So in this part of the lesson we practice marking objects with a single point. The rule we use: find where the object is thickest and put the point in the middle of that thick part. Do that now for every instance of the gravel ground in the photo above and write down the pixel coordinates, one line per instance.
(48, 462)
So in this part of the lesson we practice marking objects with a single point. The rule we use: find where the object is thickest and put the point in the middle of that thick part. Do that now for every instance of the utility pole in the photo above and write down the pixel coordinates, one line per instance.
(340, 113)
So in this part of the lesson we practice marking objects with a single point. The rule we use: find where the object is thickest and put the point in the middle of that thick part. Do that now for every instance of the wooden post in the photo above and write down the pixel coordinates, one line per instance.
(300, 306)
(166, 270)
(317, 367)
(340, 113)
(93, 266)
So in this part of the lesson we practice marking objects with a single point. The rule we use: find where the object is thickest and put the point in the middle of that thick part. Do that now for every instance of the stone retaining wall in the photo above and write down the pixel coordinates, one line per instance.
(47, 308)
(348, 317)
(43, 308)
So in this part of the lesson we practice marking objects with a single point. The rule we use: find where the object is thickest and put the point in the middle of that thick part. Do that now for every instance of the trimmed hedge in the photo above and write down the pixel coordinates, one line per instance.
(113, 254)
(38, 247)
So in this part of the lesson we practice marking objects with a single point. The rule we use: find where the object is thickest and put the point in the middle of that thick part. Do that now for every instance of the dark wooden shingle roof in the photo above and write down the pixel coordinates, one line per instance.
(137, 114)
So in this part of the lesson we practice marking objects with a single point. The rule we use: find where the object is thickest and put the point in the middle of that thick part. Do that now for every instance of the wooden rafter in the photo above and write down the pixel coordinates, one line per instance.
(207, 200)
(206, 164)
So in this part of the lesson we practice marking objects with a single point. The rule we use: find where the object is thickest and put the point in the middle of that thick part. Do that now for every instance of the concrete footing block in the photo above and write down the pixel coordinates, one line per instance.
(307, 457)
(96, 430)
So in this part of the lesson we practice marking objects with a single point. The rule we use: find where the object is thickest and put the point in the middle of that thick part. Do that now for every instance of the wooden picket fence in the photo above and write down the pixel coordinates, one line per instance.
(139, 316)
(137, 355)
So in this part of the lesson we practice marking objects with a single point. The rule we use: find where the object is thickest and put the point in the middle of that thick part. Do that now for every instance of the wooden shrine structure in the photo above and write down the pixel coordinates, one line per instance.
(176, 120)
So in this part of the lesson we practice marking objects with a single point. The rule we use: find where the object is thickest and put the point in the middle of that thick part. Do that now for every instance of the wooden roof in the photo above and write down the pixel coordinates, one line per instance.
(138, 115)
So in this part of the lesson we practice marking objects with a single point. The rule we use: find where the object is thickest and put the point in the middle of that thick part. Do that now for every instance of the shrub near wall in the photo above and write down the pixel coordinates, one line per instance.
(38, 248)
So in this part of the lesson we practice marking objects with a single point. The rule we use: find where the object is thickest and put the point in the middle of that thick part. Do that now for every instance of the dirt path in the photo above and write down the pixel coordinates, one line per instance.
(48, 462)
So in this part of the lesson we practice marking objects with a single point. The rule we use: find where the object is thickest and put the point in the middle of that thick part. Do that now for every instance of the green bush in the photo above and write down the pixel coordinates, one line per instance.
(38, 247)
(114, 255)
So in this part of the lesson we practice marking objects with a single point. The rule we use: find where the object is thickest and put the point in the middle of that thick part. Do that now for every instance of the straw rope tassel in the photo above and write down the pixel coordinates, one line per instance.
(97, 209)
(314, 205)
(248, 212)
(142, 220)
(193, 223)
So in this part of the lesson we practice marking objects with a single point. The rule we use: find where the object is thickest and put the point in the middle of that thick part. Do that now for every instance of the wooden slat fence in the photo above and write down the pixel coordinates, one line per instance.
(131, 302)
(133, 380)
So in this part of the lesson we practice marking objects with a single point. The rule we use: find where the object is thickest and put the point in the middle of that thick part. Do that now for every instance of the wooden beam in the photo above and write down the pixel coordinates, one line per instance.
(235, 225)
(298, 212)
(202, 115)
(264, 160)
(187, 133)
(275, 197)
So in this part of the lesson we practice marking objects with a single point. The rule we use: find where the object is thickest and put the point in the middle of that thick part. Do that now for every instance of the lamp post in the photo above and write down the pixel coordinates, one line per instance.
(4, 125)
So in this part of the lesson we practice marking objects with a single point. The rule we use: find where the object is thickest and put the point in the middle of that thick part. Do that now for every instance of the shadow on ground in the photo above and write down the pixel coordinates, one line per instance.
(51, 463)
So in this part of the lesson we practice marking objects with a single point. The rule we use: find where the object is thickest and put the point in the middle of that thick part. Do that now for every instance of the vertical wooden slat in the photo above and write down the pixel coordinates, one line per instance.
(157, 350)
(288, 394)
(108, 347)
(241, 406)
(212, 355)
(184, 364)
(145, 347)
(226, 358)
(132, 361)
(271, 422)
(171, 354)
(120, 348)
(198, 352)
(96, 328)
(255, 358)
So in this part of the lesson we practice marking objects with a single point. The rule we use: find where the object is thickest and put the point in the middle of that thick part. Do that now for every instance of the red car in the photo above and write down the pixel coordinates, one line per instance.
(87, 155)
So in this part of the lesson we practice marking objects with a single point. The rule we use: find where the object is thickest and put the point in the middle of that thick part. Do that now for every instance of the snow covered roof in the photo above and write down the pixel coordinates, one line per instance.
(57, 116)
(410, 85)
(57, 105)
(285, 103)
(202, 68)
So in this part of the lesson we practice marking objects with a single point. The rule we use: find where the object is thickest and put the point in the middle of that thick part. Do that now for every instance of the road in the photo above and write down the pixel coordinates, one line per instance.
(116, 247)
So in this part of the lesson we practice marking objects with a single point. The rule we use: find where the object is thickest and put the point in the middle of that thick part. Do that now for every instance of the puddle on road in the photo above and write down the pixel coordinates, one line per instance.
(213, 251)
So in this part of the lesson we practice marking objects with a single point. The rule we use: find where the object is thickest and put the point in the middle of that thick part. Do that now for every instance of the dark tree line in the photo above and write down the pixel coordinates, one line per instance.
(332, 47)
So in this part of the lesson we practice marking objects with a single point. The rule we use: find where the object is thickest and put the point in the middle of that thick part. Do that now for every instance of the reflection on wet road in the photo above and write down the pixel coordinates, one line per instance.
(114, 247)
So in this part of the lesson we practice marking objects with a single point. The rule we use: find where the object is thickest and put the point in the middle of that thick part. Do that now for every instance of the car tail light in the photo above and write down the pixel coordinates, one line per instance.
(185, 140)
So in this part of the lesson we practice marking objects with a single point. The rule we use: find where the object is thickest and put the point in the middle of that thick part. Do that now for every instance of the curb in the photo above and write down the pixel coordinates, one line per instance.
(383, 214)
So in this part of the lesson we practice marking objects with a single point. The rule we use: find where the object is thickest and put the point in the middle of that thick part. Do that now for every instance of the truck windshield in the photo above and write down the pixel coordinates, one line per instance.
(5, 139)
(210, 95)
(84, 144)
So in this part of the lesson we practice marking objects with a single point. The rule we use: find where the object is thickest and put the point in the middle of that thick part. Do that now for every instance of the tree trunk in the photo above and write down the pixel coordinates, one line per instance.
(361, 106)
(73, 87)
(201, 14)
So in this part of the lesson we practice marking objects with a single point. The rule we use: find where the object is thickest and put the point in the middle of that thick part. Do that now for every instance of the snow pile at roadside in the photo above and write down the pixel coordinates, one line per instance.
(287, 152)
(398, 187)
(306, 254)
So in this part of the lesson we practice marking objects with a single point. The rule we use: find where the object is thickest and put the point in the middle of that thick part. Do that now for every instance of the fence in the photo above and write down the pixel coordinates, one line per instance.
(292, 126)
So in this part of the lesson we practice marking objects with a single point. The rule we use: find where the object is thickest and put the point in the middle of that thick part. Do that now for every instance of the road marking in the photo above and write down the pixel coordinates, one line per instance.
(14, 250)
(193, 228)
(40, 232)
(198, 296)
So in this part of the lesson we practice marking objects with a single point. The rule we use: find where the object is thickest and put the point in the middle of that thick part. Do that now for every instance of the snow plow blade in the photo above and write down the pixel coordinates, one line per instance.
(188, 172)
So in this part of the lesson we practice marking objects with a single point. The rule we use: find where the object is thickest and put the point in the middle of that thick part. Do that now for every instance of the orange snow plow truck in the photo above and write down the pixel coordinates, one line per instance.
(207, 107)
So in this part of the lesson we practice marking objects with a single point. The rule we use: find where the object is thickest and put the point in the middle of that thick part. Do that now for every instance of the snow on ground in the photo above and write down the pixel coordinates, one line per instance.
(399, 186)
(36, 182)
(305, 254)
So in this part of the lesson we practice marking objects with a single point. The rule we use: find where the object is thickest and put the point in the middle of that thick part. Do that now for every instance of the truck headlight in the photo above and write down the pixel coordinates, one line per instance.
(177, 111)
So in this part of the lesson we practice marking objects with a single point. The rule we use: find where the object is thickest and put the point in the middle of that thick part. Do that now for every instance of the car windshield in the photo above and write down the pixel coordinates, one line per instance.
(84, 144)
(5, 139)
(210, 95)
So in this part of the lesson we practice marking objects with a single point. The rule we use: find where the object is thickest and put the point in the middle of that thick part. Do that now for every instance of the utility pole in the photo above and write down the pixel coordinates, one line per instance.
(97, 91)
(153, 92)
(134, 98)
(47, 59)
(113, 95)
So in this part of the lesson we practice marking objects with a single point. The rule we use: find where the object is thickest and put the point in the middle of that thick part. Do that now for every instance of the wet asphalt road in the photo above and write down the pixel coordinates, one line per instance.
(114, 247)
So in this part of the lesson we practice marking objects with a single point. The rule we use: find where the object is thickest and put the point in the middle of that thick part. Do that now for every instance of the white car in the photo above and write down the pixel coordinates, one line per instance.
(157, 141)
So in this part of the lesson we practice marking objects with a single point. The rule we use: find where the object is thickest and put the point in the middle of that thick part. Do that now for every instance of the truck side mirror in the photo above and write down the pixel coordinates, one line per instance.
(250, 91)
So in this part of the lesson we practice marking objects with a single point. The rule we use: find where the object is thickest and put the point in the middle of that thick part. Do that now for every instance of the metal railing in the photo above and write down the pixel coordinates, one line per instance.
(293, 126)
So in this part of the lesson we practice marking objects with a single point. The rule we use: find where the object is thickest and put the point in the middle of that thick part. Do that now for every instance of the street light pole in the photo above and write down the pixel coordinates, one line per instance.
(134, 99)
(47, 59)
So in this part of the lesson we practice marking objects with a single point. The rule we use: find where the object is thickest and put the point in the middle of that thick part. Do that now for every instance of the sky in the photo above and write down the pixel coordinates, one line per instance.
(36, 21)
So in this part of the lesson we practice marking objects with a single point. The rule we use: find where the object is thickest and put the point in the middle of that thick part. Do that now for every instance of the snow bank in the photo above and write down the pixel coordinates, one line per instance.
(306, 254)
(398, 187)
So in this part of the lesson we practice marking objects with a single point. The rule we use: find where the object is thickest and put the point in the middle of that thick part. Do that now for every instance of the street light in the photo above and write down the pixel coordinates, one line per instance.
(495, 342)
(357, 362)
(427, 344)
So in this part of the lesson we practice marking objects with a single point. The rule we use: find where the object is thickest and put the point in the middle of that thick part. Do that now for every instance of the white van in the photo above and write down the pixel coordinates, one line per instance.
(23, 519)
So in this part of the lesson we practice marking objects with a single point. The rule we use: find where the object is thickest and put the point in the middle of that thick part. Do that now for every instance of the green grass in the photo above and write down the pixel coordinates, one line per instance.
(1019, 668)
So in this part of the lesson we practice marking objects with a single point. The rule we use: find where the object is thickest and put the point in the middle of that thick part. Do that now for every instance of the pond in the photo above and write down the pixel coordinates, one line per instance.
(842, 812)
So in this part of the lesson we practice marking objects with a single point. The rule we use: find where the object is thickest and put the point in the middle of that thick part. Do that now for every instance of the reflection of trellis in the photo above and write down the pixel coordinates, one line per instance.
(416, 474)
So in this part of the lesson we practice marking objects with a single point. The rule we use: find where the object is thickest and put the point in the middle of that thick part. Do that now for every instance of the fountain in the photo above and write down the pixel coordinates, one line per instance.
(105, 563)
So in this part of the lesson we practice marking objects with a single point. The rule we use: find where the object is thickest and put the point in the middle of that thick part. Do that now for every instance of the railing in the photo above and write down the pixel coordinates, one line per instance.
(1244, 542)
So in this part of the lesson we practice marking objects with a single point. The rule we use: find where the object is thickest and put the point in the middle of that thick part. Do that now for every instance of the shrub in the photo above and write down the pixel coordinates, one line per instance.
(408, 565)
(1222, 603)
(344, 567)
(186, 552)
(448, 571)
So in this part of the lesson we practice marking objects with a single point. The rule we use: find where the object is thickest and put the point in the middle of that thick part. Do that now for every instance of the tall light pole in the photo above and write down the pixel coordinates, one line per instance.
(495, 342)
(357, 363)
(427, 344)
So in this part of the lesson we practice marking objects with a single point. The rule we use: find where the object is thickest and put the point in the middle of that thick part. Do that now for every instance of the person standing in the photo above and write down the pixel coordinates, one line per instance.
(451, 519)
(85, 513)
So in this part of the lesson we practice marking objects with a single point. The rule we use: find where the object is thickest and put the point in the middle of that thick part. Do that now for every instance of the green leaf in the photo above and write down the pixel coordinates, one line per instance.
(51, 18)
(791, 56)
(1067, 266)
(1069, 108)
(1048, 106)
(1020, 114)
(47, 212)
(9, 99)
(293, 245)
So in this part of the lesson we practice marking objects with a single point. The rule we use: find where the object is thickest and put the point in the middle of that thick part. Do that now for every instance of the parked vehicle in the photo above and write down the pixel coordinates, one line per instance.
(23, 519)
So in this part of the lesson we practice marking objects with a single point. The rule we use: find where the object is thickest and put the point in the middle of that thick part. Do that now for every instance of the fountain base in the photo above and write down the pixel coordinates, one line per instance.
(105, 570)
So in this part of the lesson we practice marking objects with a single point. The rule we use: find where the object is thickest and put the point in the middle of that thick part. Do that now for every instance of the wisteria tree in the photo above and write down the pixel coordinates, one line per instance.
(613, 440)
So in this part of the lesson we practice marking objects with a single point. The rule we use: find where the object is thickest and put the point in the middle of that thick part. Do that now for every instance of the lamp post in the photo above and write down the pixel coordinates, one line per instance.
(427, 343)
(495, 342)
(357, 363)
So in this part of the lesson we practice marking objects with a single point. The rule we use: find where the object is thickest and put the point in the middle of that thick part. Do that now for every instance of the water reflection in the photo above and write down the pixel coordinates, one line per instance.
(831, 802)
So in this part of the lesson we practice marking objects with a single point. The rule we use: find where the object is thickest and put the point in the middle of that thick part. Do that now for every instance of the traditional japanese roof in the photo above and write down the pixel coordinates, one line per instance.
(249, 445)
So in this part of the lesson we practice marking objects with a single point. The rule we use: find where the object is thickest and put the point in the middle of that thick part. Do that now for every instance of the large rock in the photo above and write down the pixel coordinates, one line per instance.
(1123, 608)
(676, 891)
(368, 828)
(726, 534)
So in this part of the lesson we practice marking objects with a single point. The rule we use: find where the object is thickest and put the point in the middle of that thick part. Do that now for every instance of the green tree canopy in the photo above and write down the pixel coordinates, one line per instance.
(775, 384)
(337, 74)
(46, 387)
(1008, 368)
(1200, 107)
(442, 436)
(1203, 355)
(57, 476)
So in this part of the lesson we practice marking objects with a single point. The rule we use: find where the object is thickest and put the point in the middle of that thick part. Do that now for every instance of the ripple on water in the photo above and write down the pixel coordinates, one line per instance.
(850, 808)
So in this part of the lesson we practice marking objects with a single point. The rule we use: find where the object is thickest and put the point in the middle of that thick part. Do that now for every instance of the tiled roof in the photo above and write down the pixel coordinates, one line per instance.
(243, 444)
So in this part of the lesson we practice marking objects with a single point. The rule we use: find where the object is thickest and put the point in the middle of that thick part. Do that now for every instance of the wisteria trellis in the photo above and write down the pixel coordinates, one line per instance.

= Set task =
Your task is to reproduce, exactly and exclusively, the lines from the one holding "of the tiled" through the final line of the listing.

= Correct answer =
So in this part of the lesson we practice marking objects with a single point. The rule we use: find where the object is thickest and put the point in the middle of that thick part. Do that now for every instance of the tiled roof in the photo above and write down the pixel coordinates, one line per instance.
(243, 444)
So in this part of the lesson we practice marking objects with a single point. The rule we use: find where the object is thickest and put the point in the middle of that thick part. Do that now for every instance of the wisteria trellis in the photo above and write down the pixel coordinates, one line per instance.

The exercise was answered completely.